***** Kutipan Dokumen

KISAH PEMABUK YANG BERTAUBAT BERKAT KERAMAT
“Dakwah Haliyah Al-Habib Husein Al-Haddad Bangil”
Riwayat hidup al-Habib Husein al-Haddad masih diperbincangkan. Kediaman
beliau berada di Bangil, Jawa Timur. Tubuhnya besar, kekar dan kuat.
Setiap orang yang ingin berjabatan tangan, tak pernah ada yang bisa
mencium tangannya. Merupakan rizki besar manakala seseorang mampu
mencium tangan al-Habib Husein al-Haddad. Kalau seseorang dipegang oleh beliau, bisa-bisa orang itu remuk dibuatnya karena saking kuatnya.
Keramat al-Habib Husein al-Haddad terkenal luas di masyarakat umum.
Semua orang menghendaki pergi berziarah kunjung kepada beliau. Rumahnya
selalu terbuka bagi para tamu. Kalau sudah waktunya makan, tak tahu dari
mana beliau mendapatkan makanan bagi para tamunya. Selalu saja ada
makanan berbagai macam menu di tempat beliau. Padahal beliau hidup
sebagai orang yang sangat sederhana.
Suatu waktu, datanglah dua
orang Arab bersaudara kakak beradik kepada al-Habib Husein al-Haddad.
Sang kakak adalah orang yang shaleh, sedangkan sang adik kebiasaannya
siang dan malam adalah mabuk-mabukan. Tiada henti sang adik melakukan
perbuatan buruknya itu. Sampai sang kakak malu mendengarkan perbincangan
masyarakat terhadap perbuatan buruk adiknya itu. “Kakaknya seorang yang
alim dan shaleh, tapi adiknya seorang pemabuk. Sang kakak tak mampu
membimbing adiknya sendiri.” Begitulah perbincangan umum warga di
lingkungan sekitarnya terhadap keadaan dua orang bersaudara yang berbeda
keadaaan itu.

**********

• _Yang Diminta_
Dalam kisah pemabuk yang bertaubat ini, di manakah kediaman al-Habib Husein al-Haddad? Daftar ini sama sekali tidak berperan di sini.

***** Data Tercatat

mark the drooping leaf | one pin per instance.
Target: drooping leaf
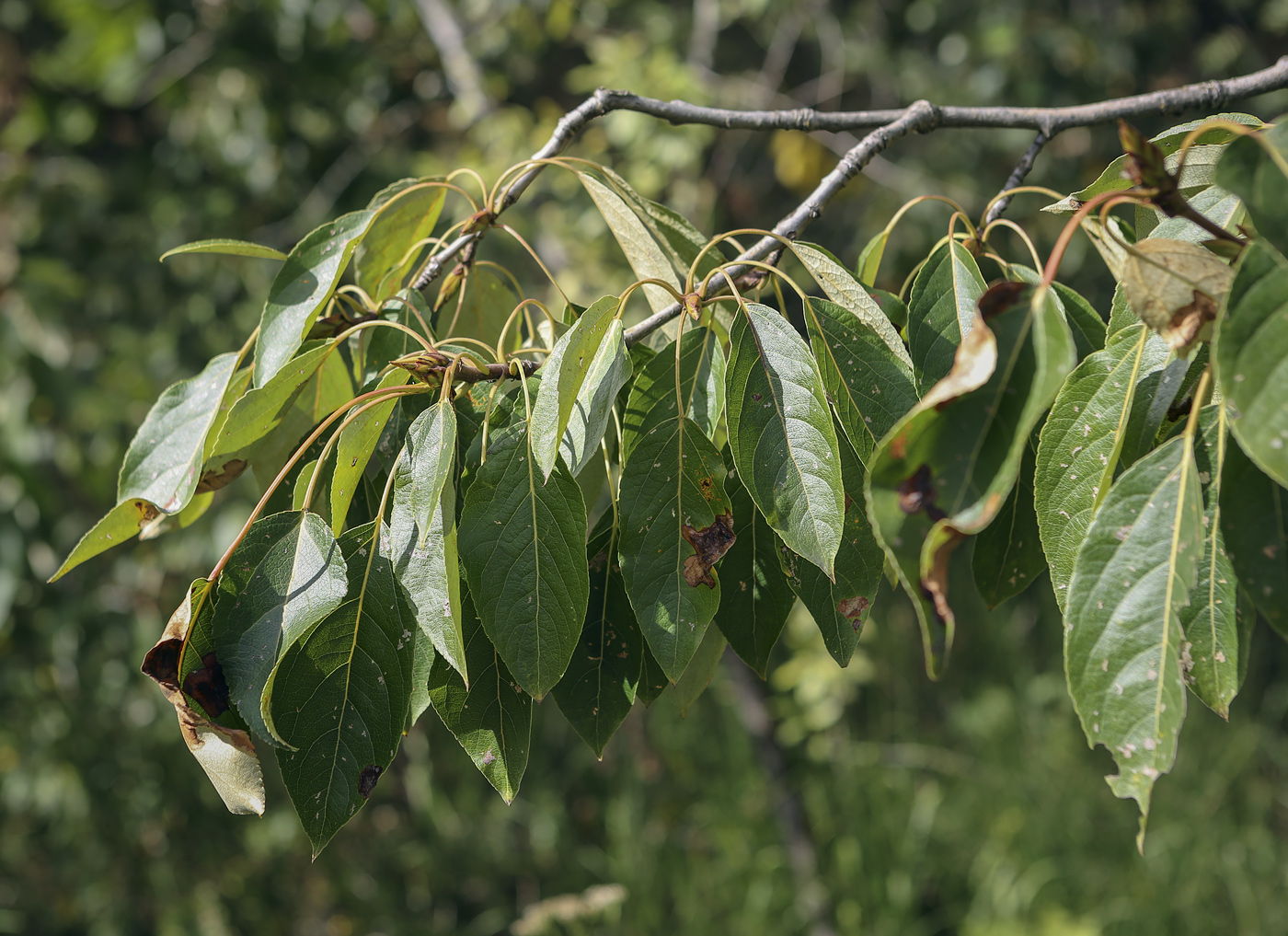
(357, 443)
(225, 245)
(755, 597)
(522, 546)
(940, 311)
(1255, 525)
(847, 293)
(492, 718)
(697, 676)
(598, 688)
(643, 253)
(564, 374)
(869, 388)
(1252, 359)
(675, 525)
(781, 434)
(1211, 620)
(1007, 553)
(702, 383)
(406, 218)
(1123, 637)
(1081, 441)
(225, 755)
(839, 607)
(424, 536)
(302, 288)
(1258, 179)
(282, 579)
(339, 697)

**********
***** Data Tercatat

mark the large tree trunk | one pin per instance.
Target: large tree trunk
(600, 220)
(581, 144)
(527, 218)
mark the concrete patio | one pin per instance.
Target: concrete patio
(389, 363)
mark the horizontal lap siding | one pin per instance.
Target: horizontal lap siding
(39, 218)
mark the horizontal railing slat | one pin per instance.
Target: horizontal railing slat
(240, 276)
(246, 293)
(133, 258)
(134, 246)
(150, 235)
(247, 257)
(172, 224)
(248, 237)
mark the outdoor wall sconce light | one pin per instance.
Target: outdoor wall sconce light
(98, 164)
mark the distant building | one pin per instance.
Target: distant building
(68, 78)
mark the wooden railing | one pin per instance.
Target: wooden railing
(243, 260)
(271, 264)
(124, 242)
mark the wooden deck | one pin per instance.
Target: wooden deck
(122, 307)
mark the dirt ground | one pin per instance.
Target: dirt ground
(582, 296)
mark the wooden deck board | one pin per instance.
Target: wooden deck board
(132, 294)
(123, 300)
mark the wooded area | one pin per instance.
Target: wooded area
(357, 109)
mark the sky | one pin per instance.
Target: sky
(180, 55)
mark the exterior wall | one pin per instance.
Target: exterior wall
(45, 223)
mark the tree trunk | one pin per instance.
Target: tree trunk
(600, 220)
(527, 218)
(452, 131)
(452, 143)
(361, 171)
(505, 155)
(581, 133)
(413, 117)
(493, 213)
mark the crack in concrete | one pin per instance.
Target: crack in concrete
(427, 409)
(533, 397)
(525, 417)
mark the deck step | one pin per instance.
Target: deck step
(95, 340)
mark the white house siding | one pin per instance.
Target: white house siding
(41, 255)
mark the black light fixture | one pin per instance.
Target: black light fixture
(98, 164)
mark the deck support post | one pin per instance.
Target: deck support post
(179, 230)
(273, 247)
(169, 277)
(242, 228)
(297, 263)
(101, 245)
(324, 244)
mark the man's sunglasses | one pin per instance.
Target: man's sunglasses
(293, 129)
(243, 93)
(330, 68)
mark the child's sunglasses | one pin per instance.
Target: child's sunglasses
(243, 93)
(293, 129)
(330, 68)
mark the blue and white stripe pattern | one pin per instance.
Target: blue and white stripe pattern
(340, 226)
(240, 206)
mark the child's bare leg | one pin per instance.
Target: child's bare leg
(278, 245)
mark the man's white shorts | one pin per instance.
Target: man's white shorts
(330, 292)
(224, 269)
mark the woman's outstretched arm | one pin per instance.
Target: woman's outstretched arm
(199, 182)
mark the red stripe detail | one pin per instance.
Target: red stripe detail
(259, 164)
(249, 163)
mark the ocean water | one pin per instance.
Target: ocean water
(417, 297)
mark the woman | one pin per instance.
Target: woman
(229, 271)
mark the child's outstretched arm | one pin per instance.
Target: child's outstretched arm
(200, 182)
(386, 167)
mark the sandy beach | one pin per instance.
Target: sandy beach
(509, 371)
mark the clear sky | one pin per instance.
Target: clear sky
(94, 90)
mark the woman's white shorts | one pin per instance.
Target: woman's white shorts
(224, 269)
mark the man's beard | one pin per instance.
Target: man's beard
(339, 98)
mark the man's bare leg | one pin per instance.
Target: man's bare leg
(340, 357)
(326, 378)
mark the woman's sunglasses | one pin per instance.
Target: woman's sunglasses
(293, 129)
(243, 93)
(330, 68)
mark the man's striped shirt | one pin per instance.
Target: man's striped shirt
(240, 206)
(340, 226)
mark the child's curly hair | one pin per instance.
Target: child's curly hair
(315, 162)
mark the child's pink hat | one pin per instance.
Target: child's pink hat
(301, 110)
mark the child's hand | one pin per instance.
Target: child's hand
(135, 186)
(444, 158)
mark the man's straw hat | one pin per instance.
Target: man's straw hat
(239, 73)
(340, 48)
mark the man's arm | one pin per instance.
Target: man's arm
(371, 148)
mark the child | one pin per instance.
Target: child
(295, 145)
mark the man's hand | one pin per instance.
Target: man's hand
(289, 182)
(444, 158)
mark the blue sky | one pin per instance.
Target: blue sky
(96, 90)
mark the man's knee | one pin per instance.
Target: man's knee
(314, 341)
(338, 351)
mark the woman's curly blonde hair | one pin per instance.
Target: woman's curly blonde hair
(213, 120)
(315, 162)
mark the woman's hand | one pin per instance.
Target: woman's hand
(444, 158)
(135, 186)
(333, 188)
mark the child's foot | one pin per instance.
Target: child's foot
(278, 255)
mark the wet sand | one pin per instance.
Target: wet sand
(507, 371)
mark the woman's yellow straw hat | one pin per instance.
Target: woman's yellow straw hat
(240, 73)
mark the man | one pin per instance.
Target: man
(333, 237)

**********
***** Data Tercatat

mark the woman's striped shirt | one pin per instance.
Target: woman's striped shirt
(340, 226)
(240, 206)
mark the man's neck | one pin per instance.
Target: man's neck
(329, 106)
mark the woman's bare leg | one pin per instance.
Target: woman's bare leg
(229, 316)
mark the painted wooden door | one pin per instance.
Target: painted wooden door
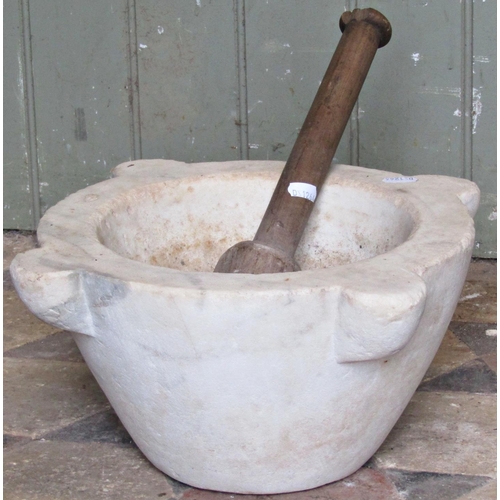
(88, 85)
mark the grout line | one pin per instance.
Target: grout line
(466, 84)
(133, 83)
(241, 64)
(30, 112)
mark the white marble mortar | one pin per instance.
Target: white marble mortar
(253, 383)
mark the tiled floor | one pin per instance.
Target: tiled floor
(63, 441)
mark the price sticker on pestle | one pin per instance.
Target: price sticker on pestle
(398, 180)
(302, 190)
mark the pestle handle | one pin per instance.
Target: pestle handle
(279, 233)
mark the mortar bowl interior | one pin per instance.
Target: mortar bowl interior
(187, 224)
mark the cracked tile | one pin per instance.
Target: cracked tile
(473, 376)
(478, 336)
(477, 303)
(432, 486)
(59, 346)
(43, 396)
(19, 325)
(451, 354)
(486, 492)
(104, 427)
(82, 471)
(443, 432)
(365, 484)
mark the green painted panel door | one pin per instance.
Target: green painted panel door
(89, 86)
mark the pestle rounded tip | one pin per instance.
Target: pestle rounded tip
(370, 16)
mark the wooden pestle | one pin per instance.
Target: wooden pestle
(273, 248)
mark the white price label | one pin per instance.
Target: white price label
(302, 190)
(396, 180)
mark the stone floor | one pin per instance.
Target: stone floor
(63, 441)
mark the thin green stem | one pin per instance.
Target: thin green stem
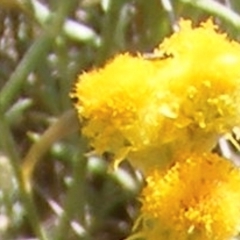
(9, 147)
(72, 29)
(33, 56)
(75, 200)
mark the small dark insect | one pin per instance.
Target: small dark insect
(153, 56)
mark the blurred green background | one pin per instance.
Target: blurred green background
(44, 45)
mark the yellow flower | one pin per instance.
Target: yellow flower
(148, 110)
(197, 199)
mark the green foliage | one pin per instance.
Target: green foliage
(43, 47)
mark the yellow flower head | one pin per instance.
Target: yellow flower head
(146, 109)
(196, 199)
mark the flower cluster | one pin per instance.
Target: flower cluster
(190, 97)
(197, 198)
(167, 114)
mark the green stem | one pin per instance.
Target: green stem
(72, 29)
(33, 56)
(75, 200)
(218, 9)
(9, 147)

**********

• _Hasil_
Di Bangil, Jawa Timur.